EXCERPT PROVIDED:
The bench specifically asked the amicus to assist the court with two questions. Firstly, whether sections 499 and 500 can be read down if required and secondly, whether the fact that there has been a trend of some countries abolishing criminal defamation will have any impact on this court deciding the constitutional validity of a statutory provisions in light of our written and organic constitution.

The court has directed the Union of India to file a counter by 11th July and all the petitioners to file their propositions of law by 14th July which is the next date of hearing.

Kamlesh Vaswani v. Union of India

The Kamlesh Vaswani matter that has asked the Court to direct the Government to block all pornography over the Internet came up before the bench headed by the Chief Justice today. The petitioner stated that they have filed an affidavit highlighting the issue of revenge porn. The Court agreed with the seriousness of the matter and agreed to look at the issue of revenge porn. However, the Chief Justice refused to passed any interim order in the matter and stated that the Court cannot interfere in what adults do inside the four walls of their house and doing so may be violate of their Article 21 rights. The bench has asked the Union to file it’s reply in four weeks.

(Sarvjeet is a Project Manager & Fellow at the Centre)

Cannot Block all Pornographic Material over the Internet: Centre informs the SC

The petition filed by Mr. Kamlesh Vaswani asking for a ban of all pornographic material over the internet came up for hearing today before a three judge bench headed by the Chief Justice RM Lodha.

Mr. Vijay Panjwani, the advocate appearing on behalf of Mr. Vaswani started the arguments by citing examples of how countries like China and Pakistan have banned pornography. The Chief Justice responded saying “What China, Pakistan or any other country does is not our concern. We have to see the problem and remedy it with respect to our own society.”

Mr. Vaswani with his lawyer Mr.  Panjwani in the Court today

Mr. Vaswani with his lawyer Mr. Panjwani in the Court today

Additional Solicitor General, L. Nageswara Rao, appearing for the Centre explained to the court that pornographic videos and images are uploaded outside India. When they receive a complaint, they contact the concerned intermediary (such as Google) and ask them to block the content. He further stated that he has discussed the problem with the Government (DeitY) whose major problem is that even if the content is removed from one place online it is uploaded again in multiple different places. The court seemed to sympathise with this difficulty faced by the Government in enforcement and Justice Nariman even compared the problem to the sprouting of a Hydra’s head.

The Chief Justice stated that “the Centre should not be so helpless and ideally the law should develop faster than the technology”. He however admitted that “technology will always develop faster than law as the human mind is very fertile and innovative’. He also added a cautionary note stating that ‘though technology can do wonders but it can also lead to destruction”. Justice Kurian Joseph stated that these things lead to prurient interests in the younger generation and to rising instances of sexual exploitation.

The ASG informed the court that the problem has been placed before the Cyber Regulation Advisory Committee constituted under Section 88 of the Information Technology Act. The committee was currently examining the matter and one of the ways can be to ask all the big intermediaries to have servers in India. The ASG also categorically informed the court that it cannot pass orders to block all the pornographic websites.

DATA EXTRACTS:
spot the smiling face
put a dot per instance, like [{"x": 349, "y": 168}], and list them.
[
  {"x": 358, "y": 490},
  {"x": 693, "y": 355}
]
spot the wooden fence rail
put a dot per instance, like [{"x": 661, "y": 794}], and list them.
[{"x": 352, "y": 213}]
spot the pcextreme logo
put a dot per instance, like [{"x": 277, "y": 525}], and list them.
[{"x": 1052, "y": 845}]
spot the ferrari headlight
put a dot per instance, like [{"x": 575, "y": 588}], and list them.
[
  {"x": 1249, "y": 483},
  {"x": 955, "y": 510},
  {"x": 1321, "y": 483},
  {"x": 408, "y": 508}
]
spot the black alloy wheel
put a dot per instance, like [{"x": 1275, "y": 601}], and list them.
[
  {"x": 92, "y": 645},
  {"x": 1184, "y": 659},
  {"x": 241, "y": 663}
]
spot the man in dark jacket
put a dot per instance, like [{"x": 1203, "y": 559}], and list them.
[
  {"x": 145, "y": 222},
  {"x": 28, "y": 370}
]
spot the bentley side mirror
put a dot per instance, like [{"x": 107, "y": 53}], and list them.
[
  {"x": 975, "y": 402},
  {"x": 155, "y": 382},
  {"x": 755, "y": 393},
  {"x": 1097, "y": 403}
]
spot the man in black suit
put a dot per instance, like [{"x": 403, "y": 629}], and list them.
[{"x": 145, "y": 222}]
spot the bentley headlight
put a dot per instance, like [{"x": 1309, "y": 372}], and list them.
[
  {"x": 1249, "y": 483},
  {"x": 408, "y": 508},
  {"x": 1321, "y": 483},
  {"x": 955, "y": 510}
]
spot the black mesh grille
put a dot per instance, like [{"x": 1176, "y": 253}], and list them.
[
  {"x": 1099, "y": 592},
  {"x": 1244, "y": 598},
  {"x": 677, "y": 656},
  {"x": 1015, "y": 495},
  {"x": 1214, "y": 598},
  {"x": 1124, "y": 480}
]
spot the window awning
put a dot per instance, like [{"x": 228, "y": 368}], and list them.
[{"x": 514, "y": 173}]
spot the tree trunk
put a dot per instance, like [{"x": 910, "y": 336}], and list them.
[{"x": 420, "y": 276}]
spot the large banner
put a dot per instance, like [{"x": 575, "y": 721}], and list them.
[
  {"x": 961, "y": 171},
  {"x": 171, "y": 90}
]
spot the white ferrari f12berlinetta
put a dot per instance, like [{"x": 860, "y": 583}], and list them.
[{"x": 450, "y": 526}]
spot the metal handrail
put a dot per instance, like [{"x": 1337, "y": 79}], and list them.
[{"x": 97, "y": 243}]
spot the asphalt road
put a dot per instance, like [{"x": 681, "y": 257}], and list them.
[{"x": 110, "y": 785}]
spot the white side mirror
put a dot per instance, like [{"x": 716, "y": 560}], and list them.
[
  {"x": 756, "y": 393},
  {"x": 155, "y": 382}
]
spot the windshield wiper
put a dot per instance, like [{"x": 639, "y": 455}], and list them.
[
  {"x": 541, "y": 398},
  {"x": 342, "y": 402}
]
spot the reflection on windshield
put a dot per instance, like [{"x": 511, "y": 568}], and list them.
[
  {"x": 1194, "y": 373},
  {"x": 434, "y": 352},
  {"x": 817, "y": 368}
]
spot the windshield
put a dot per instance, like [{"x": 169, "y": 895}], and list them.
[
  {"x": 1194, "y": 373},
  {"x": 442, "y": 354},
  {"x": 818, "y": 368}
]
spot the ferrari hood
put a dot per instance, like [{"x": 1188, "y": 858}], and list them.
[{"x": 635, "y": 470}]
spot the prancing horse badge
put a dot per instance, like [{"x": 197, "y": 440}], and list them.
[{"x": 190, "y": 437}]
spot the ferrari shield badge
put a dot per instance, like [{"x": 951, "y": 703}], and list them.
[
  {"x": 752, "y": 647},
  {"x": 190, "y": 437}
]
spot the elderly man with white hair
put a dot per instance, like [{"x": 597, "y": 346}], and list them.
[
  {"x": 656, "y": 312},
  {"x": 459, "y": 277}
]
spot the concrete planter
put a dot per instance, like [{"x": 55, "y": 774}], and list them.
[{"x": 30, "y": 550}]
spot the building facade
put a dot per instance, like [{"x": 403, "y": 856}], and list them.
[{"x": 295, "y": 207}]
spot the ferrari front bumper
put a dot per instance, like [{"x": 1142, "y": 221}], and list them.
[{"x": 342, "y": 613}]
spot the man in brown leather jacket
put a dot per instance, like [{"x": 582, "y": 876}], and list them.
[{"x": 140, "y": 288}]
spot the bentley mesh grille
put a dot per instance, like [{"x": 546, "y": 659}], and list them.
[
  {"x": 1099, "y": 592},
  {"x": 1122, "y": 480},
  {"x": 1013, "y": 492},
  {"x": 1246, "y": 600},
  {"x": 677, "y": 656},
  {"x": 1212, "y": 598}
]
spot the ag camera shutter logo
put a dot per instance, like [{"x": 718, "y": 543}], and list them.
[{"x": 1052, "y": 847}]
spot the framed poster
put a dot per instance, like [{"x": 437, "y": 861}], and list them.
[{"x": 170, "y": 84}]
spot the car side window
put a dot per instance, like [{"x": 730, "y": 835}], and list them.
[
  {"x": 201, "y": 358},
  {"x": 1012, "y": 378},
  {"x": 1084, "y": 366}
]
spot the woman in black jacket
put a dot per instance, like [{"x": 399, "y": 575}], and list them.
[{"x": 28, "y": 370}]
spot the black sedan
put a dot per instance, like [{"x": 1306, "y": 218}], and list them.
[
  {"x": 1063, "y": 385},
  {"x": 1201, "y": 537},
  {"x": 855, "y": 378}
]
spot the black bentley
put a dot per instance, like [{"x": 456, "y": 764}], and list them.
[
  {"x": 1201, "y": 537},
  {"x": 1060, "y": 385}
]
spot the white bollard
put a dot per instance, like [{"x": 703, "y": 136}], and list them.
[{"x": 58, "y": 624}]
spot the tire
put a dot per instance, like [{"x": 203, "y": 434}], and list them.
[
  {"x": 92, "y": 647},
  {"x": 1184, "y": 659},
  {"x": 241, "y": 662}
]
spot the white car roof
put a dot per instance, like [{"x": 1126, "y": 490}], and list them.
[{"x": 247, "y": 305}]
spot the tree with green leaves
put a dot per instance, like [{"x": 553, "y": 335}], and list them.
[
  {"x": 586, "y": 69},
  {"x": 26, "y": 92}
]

WHAT THIS EXERCISE ASKS:
a: Reproduce the part of the court report from "Kamlesh Vaswani v." up to and including "at the Centre)".
b: Answer these from the court report:
(i) By what date was the Union of India directed to file a counter?
(ii) Which two countries did Mr. Vijay Panjwani cite as having banned pornography?
(iii) Under which section of the Information Technology Act was the Cyber Regulation Advisory Committee constituted?
The data can be set aside; it plays no part here.

SOLUTIONS BELOW:
a:
Kamlesh Vaswani v. Union of India

The Kamlesh Vaswani matter that has asked the Court to direct the Government to block all pornography over the Internet came up before the bench headed by the Chief Justice today. The petitioner stated that they have filed an affidavit highlighting the issue of revenge porn. The Court agreed with the seriousness of the matter and agreed to look at the issue of revenge porn. However, the Chief Justice refused to passed any interim order in the matter and stated that the Court cannot interfere in what adults do inside the four walls of their house and doing so may be violate of their Article 21 rights. The bench has asked the Union to file it’s reply in four weeks.

(Sarvjeet is a Project Manager & Fellow at the Centre)

b:
(i) By 11th July.
(ii) China and Pakistan.
(iii) Section 88.